Image-grounded pointing data:
————————
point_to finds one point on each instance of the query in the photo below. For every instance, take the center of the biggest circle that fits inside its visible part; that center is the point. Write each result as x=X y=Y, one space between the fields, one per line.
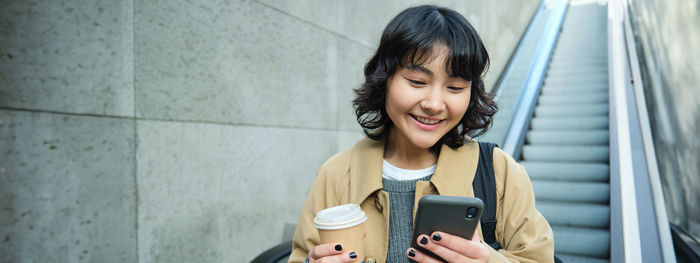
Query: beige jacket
x=355 y=176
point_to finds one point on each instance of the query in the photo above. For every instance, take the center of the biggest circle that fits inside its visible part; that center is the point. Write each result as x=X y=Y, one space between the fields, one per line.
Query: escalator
x=571 y=114
x=566 y=151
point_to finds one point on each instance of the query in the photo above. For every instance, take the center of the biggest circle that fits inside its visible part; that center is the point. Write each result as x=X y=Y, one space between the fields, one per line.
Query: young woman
x=422 y=101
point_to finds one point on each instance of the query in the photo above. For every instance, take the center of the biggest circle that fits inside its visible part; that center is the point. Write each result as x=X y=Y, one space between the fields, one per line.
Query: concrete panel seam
x=165 y=120
x=314 y=25
x=65 y=113
x=136 y=138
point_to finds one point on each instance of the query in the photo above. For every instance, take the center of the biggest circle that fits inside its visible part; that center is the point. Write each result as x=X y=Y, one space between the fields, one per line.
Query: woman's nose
x=433 y=103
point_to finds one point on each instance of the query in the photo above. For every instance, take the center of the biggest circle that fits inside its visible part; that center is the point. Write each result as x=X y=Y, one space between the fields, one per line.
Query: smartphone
x=450 y=214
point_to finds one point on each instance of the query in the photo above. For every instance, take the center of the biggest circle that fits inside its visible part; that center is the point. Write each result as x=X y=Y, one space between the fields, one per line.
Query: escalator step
x=564 y=123
x=583 y=137
x=565 y=153
x=578 y=70
x=572 y=191
x=574 y=89
x=566 y=78
x=575 y=215
x=597 y=109
x=592 y=172
x=578 y=259
x=557 y=99
x=582 y=241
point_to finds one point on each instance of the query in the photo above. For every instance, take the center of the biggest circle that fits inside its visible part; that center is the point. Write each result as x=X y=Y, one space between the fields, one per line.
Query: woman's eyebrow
x=420 y=68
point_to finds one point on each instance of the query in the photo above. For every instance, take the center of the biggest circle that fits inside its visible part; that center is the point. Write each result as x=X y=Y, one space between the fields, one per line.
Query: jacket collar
x=453 y=175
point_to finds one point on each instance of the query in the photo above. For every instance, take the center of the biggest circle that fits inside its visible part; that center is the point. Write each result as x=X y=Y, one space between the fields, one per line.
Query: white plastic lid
x=339 y=217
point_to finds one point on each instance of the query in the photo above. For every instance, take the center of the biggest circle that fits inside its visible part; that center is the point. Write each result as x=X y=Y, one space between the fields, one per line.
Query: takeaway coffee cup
x=343 y=224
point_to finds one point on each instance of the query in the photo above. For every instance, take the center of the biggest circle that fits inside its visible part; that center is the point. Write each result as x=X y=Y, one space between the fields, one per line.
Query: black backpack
x=484 y=186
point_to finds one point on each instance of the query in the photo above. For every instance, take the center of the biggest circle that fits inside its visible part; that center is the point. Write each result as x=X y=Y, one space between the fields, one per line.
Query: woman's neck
x=401 y=153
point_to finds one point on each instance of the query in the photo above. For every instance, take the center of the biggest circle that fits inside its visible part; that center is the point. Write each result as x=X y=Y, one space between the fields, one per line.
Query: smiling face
x=424 y=102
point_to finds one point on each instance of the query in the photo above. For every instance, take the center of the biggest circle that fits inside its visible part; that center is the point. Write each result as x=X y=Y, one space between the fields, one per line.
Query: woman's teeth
x=426 y=121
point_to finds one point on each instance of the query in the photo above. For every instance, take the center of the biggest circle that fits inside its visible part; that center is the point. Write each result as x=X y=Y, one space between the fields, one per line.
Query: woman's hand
x=450 y=248
x=327 y=253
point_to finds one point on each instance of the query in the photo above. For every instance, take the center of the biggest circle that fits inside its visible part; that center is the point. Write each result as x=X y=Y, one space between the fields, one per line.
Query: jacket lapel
x=453 y=175
x=455 y=170
x=366 y=169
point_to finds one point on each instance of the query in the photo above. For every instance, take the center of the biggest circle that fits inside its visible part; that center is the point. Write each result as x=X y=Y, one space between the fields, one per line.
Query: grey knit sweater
x=401 y=201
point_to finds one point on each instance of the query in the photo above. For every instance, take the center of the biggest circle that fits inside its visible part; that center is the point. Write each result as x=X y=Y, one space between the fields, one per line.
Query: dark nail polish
x=424 y=241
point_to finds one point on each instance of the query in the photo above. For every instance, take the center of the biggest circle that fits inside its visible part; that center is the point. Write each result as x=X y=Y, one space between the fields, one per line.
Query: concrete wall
x=182 y=131
x=668 y=37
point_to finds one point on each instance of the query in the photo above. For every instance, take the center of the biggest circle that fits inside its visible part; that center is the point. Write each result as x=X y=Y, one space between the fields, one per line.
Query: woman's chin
x=425 y=143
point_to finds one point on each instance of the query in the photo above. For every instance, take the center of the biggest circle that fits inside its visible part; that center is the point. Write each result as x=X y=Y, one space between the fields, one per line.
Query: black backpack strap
x=484 y=186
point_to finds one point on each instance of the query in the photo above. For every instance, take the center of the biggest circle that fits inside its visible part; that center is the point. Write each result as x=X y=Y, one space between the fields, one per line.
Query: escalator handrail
x=535 y=76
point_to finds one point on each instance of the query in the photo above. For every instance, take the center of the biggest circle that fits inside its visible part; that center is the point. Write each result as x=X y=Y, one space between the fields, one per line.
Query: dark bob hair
x=410 y=38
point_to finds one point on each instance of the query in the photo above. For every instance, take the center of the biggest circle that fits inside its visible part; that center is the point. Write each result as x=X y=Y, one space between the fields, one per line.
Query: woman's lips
x=425 y=123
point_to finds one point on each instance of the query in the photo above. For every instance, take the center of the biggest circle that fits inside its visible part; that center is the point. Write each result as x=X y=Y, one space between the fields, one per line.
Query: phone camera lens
x=471 y=212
————————
> _Exercise prompt_
Please retype every record above exactly, leaving out the pictures.

> _Reply to the exercise_
point_to finds one point on each instance of the query in the photo below. For every instance, take the center of the biggest circle that fits inside its visible part; that center is the point. Write each result as x=X y=Y, one space between the fields, one per line.
Query: beige jacket
x=355 y=176
point_to finds one point on each instance of the query in the photo above. For every instance, take the center of the biggest circle that fits inside its visible part; that center is the point. Write each result as x=X y=Y, one space between the fields, one per line.
Query: escalator
x=571 y=114
x=566 y=151
point_to finds one point on each instance of the query in the photo above. For every instance, take the center of the biggest circle that fits inside its visible part; that center is the point. Write each result as x=X y=Y, one space between the fields, one per line.
Query: young woman
x=422 y=101
point_to finds one point on each instance of the query in the photo above. For every instance, take the center of the biggest circle that fits inside its visible part; that center is the point. Write each result as x=X y=Y, one space between the fields, one per line.
Query: concrete panel seam
x=165 y=120
x=314 y=25
x=65 y=113
x=136 y=138
point_to finds one point on each instance of the query in the photo above. For every instance, take the center of the biggest circle that fits inside its visible part; that center is the point. Write each result as x=X y=Y, one space between the fields, one per line.
Query: woman's nose
x=433 y=103
point_to finds one point on each instance of the query in the photo above. For every instance, take the center of the biggest circle that fits inside its visible part; that center is the point. Write each result as x=X y=Y, one space between the fields, one per line.
Query: smartphone
x=450 y=214
point_to finds one point on each instance of the query in the photo above. For every instance, take the center of the biggest circle that fits inside its visible part; that center is the point. Write each result as x=X y=Y, one space between the fields, one per line.
Query: escalator step
x=564 y=123
x=583 y=137
x=565 y=153
x=578 y=70
x=572 y=191
x=574 y=89
x=566 y=78
x=575 y=215
x=597 y=109
x=592 y=172
x=578 y=259
x=557 y=99
x=582 y=241
point_to finds one point on each instance of the query in the photo above. For every instance, take the center of the biggest circle that fits inside its visible part; that center is the point. Write each result as x=X y=Y, one space between the fields, one per line.
Query: woman's eyebrow
x=420 y=68
point_to finds one point on each instance of the query in the photo above. For every instance, take the center of the biggest circle that fits inside its visible part; that center is the point. Write each result as x=X y=Y, one space between the fields, one per line.
Query: jacket collar
x=453 y=175
point_to finds one point on each instance of the query in the photo above. For every instance, take the center of the biggest circle that fits inside its visible part; that center is the point. Write each result as x=X y=Y, one space between the fields, one per line.
Query: white plastic lid
x=339 y=217
point_to finds one point on each instance of the query in the photo above. For every instance, take the center of the biggest circle that fits inside its visible part; that center is the point. Write each result as x=X y=Y, one space between the fields, one per line.
Query: takeaway coffee cup
x=343 y=224
point_to finds one point on each instance of the query in the photo above. For every instance, take the center of the biggest circle that fits inside its visible part; that center is the point. Write each result as x=X y=Y, one space between the fields, one per line.
Query: black backpack
x=484 y=186
point_to finds one point on each instance of the query in the photo above. For every instance, take the center of the biggest circle that fits inside its visible part; that center is the point. Write each result as x=X y=Y, one space between the fields, one per line.
Query: woman's neck
x=401 y=153
point_to finds one point on each instance of the query in the photo above. For every instance, take the center of the biggest circle that fits inside its visible part; that center is the point. Write each result as x=X y=Y, one space between the fields, one per line.
Query: smiling face
x=424 y=102
point_to finds one point on each instance of the query in the photo above. For every instance, take the center of the biggest circle that fits inside its visible part; that center is the point. Write each result as x=X y=Y, one space between the fields, one per line.
Query: woman's teeth
x=426 y=121
point_to finds one point on each instance of the query in the photo above. For every instance, take the center of the biggest circle that fits inside its visible part; that center is the point. Write each result as x=X y=Y, one space between the fields, one per line.
Query: woman's hand
x=450 y=248
x=327 y=253
point_to finds one point on each instance of the query in the photo above. For every instance, take the center of the biggest circle that fits inside its visible part; that center is the point. Write each result as x=X y=Y, one space between the fields, one per line.
Query: jacket lapel
x=453 y=175
x=455 y=170
x=366 y=169
point_to finds one point on each instance of the query in the photo above. For every instance, take the center of the biggest circle that fits inside its visible part; that center is the point. Write each result as x=X y=Y, one space between the fields, one per line.
Query: grey knit sweater
x=401 y=201
point_to finds one point on each instance of the query in the photo above. For every instance, take the center of the biggest circle that fits inside its visible part; that center is the point. Write each result as x=X y=Y, one space between the fields, one per line.
Query: dark nail polish
x=424 y=241
point_to finds one point on each instance of the query in the photo above. For every instance, take the center of the biggest circle that fits inside its visible part; that center is the point. Write each result as x=X y=Y, one space between the fields, one per line.
Query: concrete wall
x=182 y=131
x=668 y=37
point_to finds one point on each instance of the query in the photo above. For every instance, take the center of the biggest circle that fits inside its visible part; that center is the point. Write each result as x=X y=Y, one space between the fields, one per line.
Query: woman's chin
x=425 y=143
point_to finds one point on each instance of the query in the photo above. For every instance, take the center of the biggest circle that fits inside its visible part; that center is the point. Write each result as x=X y=Y, one space between the fields, one per line.
Query: black backpack strap
x=484 y=186
point_to finds one point on each instance of the query in the photo above. For every instance, take the center of the biggest circle that fits inside its visible part; that center is the point. Write each result as x=X y=Y, one space between the fields, one per line.
Query: escalator handrail
x=535 y=76
point_to finds one point on each instance of the query in the photo above. For every instance, take the center of the biggest circle that fits inside its visible part; that center is the point. Write each result as x=X y=Y, one space between the fields, one per line.
Query: dark bob hair
x=410 y=38
point_to finds one point on each instance of the query in the photo above. For every instance, take the center of the biggest circle that fits inside its visible part; that center is the point. Write each result as x=X y=Y, one space between the fields, one per line.
Query: woman's lips
x=425 y=123
point_to finds one point on each instance of the query in the photo above. For every instance, take the center of the biggest circle that fits inside its visible part; that center is the point. Write each result as x=X y=Y, one space between the fields, one per line.
Query: phone camera lens
x=471 y=212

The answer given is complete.